▸ What you need to do:
1) List the test results that the text about breaking difficult diagnoses says residents are the first to see.
2) In the text about breaking difficult diagnoses, take the part between "Except as a" and "are anxiously awaiting.", inclusive, swap "residents" for "trainees", and write out the result.

“I’m sorry to have to tell you this news,” I said to the couple, who were hugging each other as their baby slept in his bassinet. “I know it is very hard to hear. But I want you to know that we are here for you and your family, and our team will walk every step of this path with you.”
There is no easy way to tell a parent that their child has a life-changing or life-limiting disease. Sometimes parents have questions. Sometimes they cry, sometimes they just sit there, shell-shocked. But the best conversations are the ones that are a beginning rather than an end. We tell families that we will be there for them. We tell them we will do this together. We tell them we will be there, now and in the future, to help their child through situations they never imagined they would face.
Except as a resident physician, I won’t be there. It is the nature of our medical training system that we rotate, month to month, gaining exposure and experience in multiple different fields to become the well-rounded pediatricians we aspire to be. But it is also the nature of our system that it’s us, the residents, that are the ones on the front lines of patient care. We are the ones who first see the UA with glucose and 3+ ketones, or the EEG report with spikes and waves, or the abnormal newborn screen. Usually, after we call the consult and confirm the diagnosis, we are the ones breaking this news to families. The consult team will be in tomorrow, and they’ll have more information. But I can’t wait 12 hours to tell you the critical results that you are anxiously awaiting.
In that instant, I know something you don’t know, and while this information doesn’t change my life, it will alter yours forever. And here I sit in front of you, meeting your pleading eyes at the moment before your life transforms. How cruelly, desperately unfair. My education and my lab tests have stripped your future bare, laid it out in front of me in a sea of MRIs and electrolyte trends, painted me the picture that matters most to you. What right do I have to know the intimate details of your child’s cells, his enzymes, the ebb and flow of his fatty acid levels, when you grew those cells inside yourself, loved them and cherished them, and hoped and prayed for them before they were even born?

(Photo-based referring expression data)

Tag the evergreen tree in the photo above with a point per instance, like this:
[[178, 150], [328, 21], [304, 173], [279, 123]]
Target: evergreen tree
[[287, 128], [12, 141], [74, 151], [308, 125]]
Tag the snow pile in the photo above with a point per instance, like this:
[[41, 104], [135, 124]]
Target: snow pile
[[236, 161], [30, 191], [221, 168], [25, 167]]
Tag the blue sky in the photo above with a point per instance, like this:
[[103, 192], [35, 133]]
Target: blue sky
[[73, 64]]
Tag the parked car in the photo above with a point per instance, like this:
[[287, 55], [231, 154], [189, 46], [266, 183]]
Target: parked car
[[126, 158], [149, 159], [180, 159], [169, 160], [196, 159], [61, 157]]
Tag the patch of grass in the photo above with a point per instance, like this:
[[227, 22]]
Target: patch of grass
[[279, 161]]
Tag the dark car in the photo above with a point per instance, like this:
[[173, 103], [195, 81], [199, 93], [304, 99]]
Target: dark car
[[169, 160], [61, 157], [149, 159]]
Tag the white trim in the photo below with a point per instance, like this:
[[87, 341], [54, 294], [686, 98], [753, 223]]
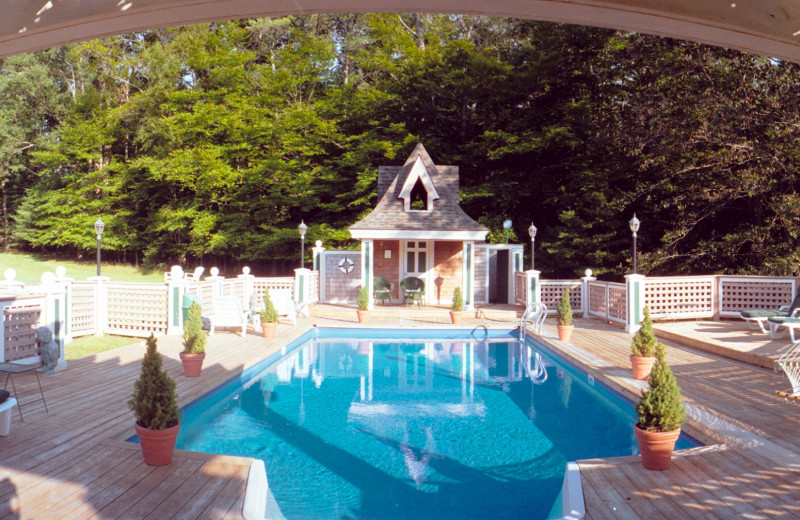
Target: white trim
[[409, 234], [418, 172]]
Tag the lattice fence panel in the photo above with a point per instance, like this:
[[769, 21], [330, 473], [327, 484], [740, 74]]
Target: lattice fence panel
[[260, 286], [520, 288], [617, 308], [136, 309], [82, 314], [552, 291], [20, 322], [598, 299], [680, 297], [738, 294], [481, 291], [233, 288]]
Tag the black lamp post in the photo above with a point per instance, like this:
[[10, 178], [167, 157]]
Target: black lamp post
[[634, 223], [532, 233], [98, 228], [302, 228]]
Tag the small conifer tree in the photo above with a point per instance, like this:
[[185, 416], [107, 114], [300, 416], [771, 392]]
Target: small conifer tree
[[644, 342], [363, 298], [458, 300], [564, 309], [270, 313], [154, 402], [194, 339], [660, 407]]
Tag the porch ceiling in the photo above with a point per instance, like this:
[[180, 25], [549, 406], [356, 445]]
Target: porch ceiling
[[768, 27]]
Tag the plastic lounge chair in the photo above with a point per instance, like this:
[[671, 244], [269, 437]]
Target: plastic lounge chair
[[788, 322], [760, 316], [228, 312], [382, 289], [413, 290]]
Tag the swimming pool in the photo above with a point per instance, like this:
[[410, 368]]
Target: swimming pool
[[413, 424]]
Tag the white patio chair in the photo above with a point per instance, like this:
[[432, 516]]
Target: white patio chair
[[228, 312], [284, 304]]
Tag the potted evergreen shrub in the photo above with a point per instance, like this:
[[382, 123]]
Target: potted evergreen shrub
[[457, 307], [643, 348], [564, 317], [363, 304], [155, 407], [661, 413], [269, 317], [194, 342]]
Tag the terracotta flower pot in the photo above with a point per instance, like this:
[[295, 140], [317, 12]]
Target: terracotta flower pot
[[656, 447], [268, 329], [192, 364], [642, 366], [564, 332], [157, 445]]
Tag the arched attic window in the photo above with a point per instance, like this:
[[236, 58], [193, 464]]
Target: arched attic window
[[418, 192]]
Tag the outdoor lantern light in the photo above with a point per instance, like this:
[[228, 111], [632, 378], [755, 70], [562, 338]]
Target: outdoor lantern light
[[507, 226], [634, 223], [532, 233], [98, 228], [302, 228]]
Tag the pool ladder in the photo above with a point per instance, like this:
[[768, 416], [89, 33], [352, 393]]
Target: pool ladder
[[535, 313]]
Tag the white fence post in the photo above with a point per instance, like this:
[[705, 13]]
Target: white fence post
[[317, 255], [249, 286], [100, 304], [634, 288], [585, 292], [302, 291], [176, 288], [534, 287]]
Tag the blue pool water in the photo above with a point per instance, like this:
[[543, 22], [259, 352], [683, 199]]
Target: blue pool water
[[413, 427]]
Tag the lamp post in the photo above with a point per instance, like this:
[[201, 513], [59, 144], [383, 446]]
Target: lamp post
[[98, 228], [532, 233], [634, 224], [302, 228]]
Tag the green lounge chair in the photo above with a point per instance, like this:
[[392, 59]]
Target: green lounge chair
[[382, 289], [761, 316], [413, 290]]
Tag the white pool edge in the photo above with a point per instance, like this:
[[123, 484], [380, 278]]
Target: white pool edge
[[255, 493], [572, 504]]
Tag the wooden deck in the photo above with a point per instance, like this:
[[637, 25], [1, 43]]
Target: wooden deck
[[71, 463]]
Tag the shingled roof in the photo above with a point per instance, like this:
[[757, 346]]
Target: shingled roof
[[445, 220]]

▸ Activity answers:
1)
- The UA with glucose and 3+ ketones
- The EEG report with spikes and waves
- The abnormal newborn screen

2)
Except as a resident physician, I won’t be there. It is the nature of our medical training system that we rotate, month to month, gaining exposure and experience in multiple different fields to become the well-rounded pediatricians we aspire to be. But it is also the nature of our system that it’s us, the trainees, that are the ones on the front lines of patient care. We are the ones who first see the UA with glucose and 3+ ketones, or the EEG report with spikes and waves, or the abnormal newborn screen. Usually, after we call the consult and confirm the diagnosis, we are the ones breaking this news to families. The consult team will be in tomorrow, and they’ll have more information. But I can’t wait 12 hours to tell you the critical results that you are anxiously awaiting.